I'm back to square one. What can I do to solve this problem? Specifically, what can I do to enforce two, unique values associated with one Model entity. As you can see, I am willing to get a bit creative. Can this be done? I know this will involve an out-of-the-box solution but there has to be a way.
Below is my original code from my question I posted last week. I've added a few comments and code changes to implement my second attempt at solving this problem.
class ParentEntity(db.Model):
str1_key = db.StringProperty()
str2 = db.StringProperty()
#staticmethod
def InsertData(string1, string2, string3):
try:
def txn():
#create first entity
prt = ParentEntity(
key_name=string1,
str1_key=string1,
str2=string2)
prt.put()
#create User Account Entity
child = ChildEntity(
key_name=string2,
#parent=prt, #My prt object was previously the parent of child
parentEnt=prt,
str1=string1,
str2_key=string2,
str3=string3,)
child.put()
return child
#This should give me an error, b/c these two entities are no longer in the same entity group. :(
db.run_in_transaction(txn)
except Exception, e:
raise e
class ChildEntity(db.Model):
#foreign and primary key values
str1 = db.StringProperty()
str2_key = db.StringProperty()
#This is no longer a "parent" but a reference
parentEnt = db.ReferenceProperty(reference_class=ParentEntity)
#pertinent data below
str3 = db.StringProperty()
The system you describe will work, at the cost of transactionality. Note that the second entity is no longer a child entity - it's just another entity with a ReferenceProperty.
This solution may be sufficient to your needs - for instance, if you need to enforce that every user has a unique email address, but this is not your primary identifier for a user, you can insert a record into an 'emails' table first, then if that succeeds, insert your primary record. If a failure occurs after the first operation but before the second, you have an email address associated with no record. You can simply ignore this, or timestamp the record and allow it to be reclaimed after some period of time (for example, 30 seconds, the maximum length of a frontend request).
If your requirements on transactionality and uniqueness are stronger than that, there are other options with increasing levels of complexity, such as implementing some form of distributed transactions, but it's unlikely you'll actually need that. If you can tell us more about the nature of the records and the unique keys, we may be able to provide more detailed suggestions.
After scratching my head a bit, last night I decided to go with the following solution. I would assume that this still provides a bit of undesirable overhead for many scenarios, however, I think the overhead may be acceptable for my needs.
The code posted below is a further modification of the code in my question. Most notably, I've created another Model class, called named EGEnforcer (which stands for Entity Group Enforcer.)
The idea is simple. If a transaction can only update multiple records if they are associated with one entity group, I must find a way to associate each of my records that contains my unique values with the same entity group.
To do this, I create an EGEnforcer entry when the application initially starts. Then, when the need arises to make a new entry into my models, I query the EGEnforcer for the record associated with my paired models. After I get my EGEnforcer record, I make it the parent of both records. Viola! My data is now all associated with the same entity group.
Since the *key_name* parameter is unique only across the parent-key_name groups, this should inforce my uniqueness constraints because all of my FirstEntity (previously ParentEntity) entries will have the same parent. Likewise, my SecondEntity (previously ChildEntity) should also have a unique value stored as the key_name because the parent is also always the same.

──────────────────────────────

PROBLEMS TO WORK ON:
A: Summarize the discussion of enforcing two unique values for one entity in two sentences.
B: Carry the discussion of enforcing two unique values for one entity forward from its final sentence.
The material is not needed for anything here.

──────────────────────────────

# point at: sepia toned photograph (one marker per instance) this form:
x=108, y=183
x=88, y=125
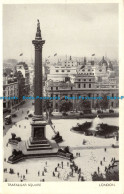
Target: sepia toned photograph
x=61, y=92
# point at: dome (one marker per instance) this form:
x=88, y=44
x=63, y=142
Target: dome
x=103, y=62
x=110, y=66
x=112, y=75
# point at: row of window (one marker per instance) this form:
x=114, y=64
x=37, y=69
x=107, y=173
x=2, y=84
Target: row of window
x=79, y=85
x=83, y=80
x=62, y=70
x=86, y=73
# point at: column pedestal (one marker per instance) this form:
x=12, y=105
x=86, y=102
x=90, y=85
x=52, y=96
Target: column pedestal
x=38, y=140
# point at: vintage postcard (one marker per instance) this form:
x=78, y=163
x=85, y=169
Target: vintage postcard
x=62, y=97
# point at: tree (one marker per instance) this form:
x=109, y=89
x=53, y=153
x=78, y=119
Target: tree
x=65, y=106
x=104, y=102
x=97, y=105
x=47, y=106
x=85, y=105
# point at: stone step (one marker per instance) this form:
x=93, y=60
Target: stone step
x=36, y=147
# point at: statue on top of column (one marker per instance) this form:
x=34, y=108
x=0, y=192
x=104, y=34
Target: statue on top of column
x=38, y=26
x=38, y=33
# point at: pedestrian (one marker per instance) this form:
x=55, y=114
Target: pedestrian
x=78, y=177
x=45, y=170
x=53, y=174
x=98, y=169
x=67, y=163
x=62, y=164
x=58, y=174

──────────────────────────────

PER-TASK OUTPUTS:
A: A poster trying to enforce two unique values tied to one model entity makes the second entity hold a reference to the first instead of being its child, and a reply notes this works at the cost of transactionality, suggesting a separate record be inserted first and any orphaned one ignored or reclaimed after a timeout. The poster then creates an EGEnforcer record at startup and makes it the parent of both records, so they share one entity group and, since key_name is unique within a parent, the uniqueness constraints hold.

B:
Since both entities also have the same parent, I can execute these entries within the same transaction. If one fails, they all fail.
#My new class containing unique entries for each pair of models associated within one another.
class EGEnforcer(db.Model):
KEY_NAME_EXAMPLE = 'arbitrary unique value'
#staticmethod
setup():
''' This only needs to be called once for the lifetime of the application. setup() inserts a record into EGEnforcer that will be used as a parent for FirstEntity and SecondEntity entries. '''
ege = EGEnforcer.get_or_insert(EGEnforcer.KEY_NAME_EXAMPLE)
return ege
class FirstEntity(db.Model):
str1_key = db.StringProperty()
str2 = db.StringProperty()
#staticmethod
def InsertData(string1, string2, string3):
try:
def txn():
ege = EGEnforcer.get_by_key_name(EGEnforcer.KEY_NAME_EXAMPLE)
prt = FirstEntity(
key_name=string1,
parent=ege) #Our EGEnforcer record.
prt.put()
child = SecondEntity(
key_name=string2,
parent=ege, #Our EGEnforcer record.
parentEnt=prt,
str1=string1,
str2_key=string2,
str3=string3)
child.put()
return child
#This works because our entities are now part of the same entity group
db.run_in_transaction(txn)
except Exception, e:
raise e
class SecondEntity(db.Model):
#foreign and primary key values
str1 = db.StringProperty()
str2_key = db.StringProperty()
#This is no longer a "parent" but a reference
parentEnt = db.ReferenceProperty(reference_class=ParentEntity)
#Other data...
str3 = db.StringProperty()
One quick note-- Nick Johnson pinned my need for this solution:
This solution may be sufficient to
your needs - for instance, if you need
to enforce that every user has a
unique email address, but this is not
your primary identifier for a user,
you can insert a record into an
'emails' table first, then if that
succeeds, insert your primary record.
This is exactly what I need but my solution is, obviously, a bit different than your suggestion. My method allows for the transaction to completely occur or completely fail. Specifically, when a user creates an account, they first login to their Google account. Next, they are forced to the account creation page if there is no entry associated with their Google account in SecondEntity (which is actually UserAccount form my actual scenario.) If the insertion process fails, they are redirected to the creation page with the reason for this failure.
This could be because their ID is not unique or, potentially, a transactional timeout. If there is a timeout on the insertion of their new user account, I will want to know about it but I will implement some form of checks-and-balance in the near future. For now I simply want to go live, but this uniqueness constraint is an absolute necessity.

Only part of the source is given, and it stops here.